▶ [Exercise task A]: Reproduce the records verbatim, starting at the line that contains "of the road" and continuing through the last line of the records, with both of those lines included.

───── Passage

Betti's Law

Betti's theorem states: For a structure acted upon by two system of loads and corresponding displacements, the work done by the first system of loads moving through the displacements of the second system is equal to the work done by this second system of loads undergoing the displacements produced by the first load system.

https://en.wikipedia.org/wiki/Betti%27s_theorem

F1 * D2 = F2 * D1

                 D1= (F1/ F2) *D2

Example:

Solution:

    The differential equation also known as Eular-Bernaulli equation  which is used to determine the small deflections of beam is;

EI y'' = - M

    This equation relates elastic curvature of beam with bending moment. The sign convention for this equation is as follows;

    positive x axis is towards right and;

    positive y axis is towards downward

    

    So, using this equation one can write a equation for deflection by integrating twice which will have two integrating constants and can be evaluated by substituting known boundary conditions of slope and deflection. Further, when the equation of bending moment is written in multiple expressions for entire domain (beam span), the continuity equations of slope and deflections are used to evaluate the coefficients of integration.

──────────
───── Data listing

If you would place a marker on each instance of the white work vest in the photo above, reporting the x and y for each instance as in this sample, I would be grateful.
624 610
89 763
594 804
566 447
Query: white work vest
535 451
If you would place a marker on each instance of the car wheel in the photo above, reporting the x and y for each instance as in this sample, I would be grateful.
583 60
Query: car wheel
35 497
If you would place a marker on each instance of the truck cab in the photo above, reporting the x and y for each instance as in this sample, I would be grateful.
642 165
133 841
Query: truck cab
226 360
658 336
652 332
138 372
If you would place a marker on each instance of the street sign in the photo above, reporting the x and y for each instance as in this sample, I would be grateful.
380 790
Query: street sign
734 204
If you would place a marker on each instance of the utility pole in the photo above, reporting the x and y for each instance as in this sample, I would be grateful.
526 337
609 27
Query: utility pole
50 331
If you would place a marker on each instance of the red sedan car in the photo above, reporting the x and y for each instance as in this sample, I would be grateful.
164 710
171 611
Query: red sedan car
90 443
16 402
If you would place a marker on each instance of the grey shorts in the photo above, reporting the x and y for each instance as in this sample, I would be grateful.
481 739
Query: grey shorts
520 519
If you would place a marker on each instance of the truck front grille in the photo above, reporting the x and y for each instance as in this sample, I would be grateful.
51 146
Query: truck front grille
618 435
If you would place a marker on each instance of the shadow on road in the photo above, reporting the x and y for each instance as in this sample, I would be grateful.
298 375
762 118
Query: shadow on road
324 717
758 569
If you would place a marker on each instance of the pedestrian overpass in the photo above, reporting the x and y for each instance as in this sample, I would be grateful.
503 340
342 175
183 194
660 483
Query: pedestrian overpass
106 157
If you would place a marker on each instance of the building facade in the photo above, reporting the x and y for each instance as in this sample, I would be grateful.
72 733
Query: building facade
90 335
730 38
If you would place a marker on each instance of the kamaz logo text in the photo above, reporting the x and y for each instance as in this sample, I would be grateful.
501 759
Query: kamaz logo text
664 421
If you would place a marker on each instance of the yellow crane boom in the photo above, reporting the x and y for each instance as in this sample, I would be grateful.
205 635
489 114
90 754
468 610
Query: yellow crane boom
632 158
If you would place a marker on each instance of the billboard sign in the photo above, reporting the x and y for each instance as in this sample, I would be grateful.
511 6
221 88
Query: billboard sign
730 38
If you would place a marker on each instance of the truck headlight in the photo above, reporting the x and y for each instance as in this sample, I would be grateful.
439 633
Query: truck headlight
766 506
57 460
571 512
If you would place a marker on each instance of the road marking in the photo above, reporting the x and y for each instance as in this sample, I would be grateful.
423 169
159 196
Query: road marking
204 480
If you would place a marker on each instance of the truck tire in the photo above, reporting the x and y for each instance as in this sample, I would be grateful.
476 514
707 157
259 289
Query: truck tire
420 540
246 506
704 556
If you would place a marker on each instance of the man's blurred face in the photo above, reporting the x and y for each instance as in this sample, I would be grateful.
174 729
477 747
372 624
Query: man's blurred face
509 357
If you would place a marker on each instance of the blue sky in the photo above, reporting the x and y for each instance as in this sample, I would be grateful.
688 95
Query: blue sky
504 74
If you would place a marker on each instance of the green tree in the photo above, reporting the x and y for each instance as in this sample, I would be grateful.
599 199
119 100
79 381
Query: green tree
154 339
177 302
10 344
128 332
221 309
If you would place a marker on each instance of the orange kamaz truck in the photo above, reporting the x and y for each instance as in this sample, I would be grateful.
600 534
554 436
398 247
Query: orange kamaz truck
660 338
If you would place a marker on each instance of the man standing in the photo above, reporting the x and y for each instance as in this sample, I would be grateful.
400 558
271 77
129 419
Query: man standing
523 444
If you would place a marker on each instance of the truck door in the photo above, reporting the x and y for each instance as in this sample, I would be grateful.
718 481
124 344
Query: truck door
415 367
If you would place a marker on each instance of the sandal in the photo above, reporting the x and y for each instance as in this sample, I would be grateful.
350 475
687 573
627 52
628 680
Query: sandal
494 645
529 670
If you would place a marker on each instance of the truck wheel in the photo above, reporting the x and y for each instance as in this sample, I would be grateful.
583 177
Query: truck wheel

──────────

▶ [Exercise task B]: In the sign convention given in the passage on Betti's law, which direction is the positive y axis?

▶ [Problem solution A]:
If you would place a marker on each instance of the road marking in the photo above, reporting the x and y for each instance as in this sample, I would be grateful.
423 169
159 196
Query: road marking
204 480
If you would place a marker on each instance of the truck tire in the photo above, reporting the x and y for each instance as in this sample, I would be grateful.
476 514
707 157
259 289
Query: truck tire
420 540
246 506
704 556
If you would place a marker on each instance of the man's blurred face in the photo above, reporting the x and y for each instance as in this sample, I would be grateful.
174 729
477 747
372 624
Query: man's blurred face
509 357
If you would place a marker on each instance of the blue sky in the photo above, reporting the x and y for each instance as in this sample, I would be grateful.
688 95
Query: blue sky
504 74
If you would place a marker on each instance of the green tree in the photo above, reporting the x and y for each instance as in this sample, I would be grateful.
599 199
119 100
79 381
Query: green tree
154 339
177 302
10 344
128 332
221 309
If you would place a marker on each instance of the orange kamaz truck in the photo above, reporting the x and y for each instance as in this sample, I would be grateful.
600 534
554 436
398 247
Query: orange kamaz truck
660 338
If you would place a marker on each instance of the man standing in the photo above, reporting the x and y for each instance as in this sample, I would be grateful.
400 558
271 77
129 419
Query: man standing
523 444
If you would place a marker on each instance of the truck door in the photo above, reporting the x and y for each instance as in this sample, I would be grateful.
718 481
124 344
Query: truck door
415 367
If you would place a marker on each instance of the sandal in the photo above, reporting the x and y for each instance as in this sample, I would be grateful.
350 475
687 573
627 52
628 680
Query: sandal
494 645
529 670
If you would place a marker on each instance of the truck wheel in the photo above, reporting the x and y for each instance as in this sample, I would be grateful.
583 177
Query: truck wheel

▶ [Problem solution B]: The positive y axis points downward.